## Excerpted text
☆ ☆ ☆ ☆ ☆

DAVAO CITY — Seedwork Philippines is pushing for the propagation of its premium rice variety in the Davao Region as a way for local farmers to increase their incomes as the Mindanao Development Authority (MinDA) looks to export these varieties.
In a forum here Wednesday, Carlos Miguel L. Saplala, president of the Seedwork Philippines, said its premium rice variety US 88 is among those that can be marketed both locally and abroad as it commands better prices.
Mr. Saplala said he is confident this “is the right seed variety that our farmers in Mindanao need to bolster their yields.”
Aside from a farm trial in Nueva Ecija, the variety also underwent a trial in Hagonoy, Davao del Sur where the resulting yield was about 10 metric tons a hectare, way above the average rice production of four metric tons a hectare.
Its genetic potential is 14 metric tons per hectare, which can be achieved in optimal conditions, Mr. Saplala said.
If milled, the rice variety is of long grain quality, soft even if not hot and better tasting compared with some premium varieties, the official said.
In Mindoro, Mr. Saplala said the milled rice variety sells for about P2 higher than the average per-kilogram price.

☆ ☆ ☆ ☆ ☆

## Excerpted data
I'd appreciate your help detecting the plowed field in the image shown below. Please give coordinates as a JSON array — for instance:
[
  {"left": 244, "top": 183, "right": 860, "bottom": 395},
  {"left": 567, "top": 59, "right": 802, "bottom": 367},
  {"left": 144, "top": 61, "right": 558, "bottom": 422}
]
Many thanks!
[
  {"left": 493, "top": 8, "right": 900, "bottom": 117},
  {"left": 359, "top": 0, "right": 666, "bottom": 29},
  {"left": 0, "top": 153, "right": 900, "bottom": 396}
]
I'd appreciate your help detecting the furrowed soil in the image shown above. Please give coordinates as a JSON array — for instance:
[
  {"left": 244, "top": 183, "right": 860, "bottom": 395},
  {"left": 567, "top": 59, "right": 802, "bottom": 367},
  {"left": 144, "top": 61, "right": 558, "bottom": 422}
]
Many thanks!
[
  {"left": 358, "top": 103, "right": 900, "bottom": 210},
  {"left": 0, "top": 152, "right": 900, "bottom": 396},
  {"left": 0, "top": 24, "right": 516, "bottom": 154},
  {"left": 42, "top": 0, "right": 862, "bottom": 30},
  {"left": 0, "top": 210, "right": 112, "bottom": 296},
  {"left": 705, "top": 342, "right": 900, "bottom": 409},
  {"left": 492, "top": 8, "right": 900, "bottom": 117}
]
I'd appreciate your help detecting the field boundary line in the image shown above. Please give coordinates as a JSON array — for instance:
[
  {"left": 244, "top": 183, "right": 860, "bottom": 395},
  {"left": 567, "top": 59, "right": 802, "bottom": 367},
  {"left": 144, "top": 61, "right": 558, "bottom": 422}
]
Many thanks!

☆ ☆ ☆ ☆ ☆

## Apply what you read
a - Rewrite the paragraph of the premium rice article that begins "Aside from a farm trial" as one shorter sentence that keeps its main facts.
b - Print the premium rice article's text between "Mr. Saplala said he" and "tons a hectare.", inclusive.

## Solutions per task
a - Besides a Nueva Ecija farm trial, the variety was tested in Hagonoy, Davao del Sur, where it yielded about 10 metric tons a hectare, far above the four-ton average.

b -
Mr. Saplala said he is confident this “is the right seed variety that our farmers in Mindanao need to bolster their yields.”
Aside from a farm trial in Nueva Ecija, the variety also underwent a trial in Hagonoy, Davao del Sur where the resulting yield was about 10 metric tons a hectare, way above the average rice production of four metric tons a hectare.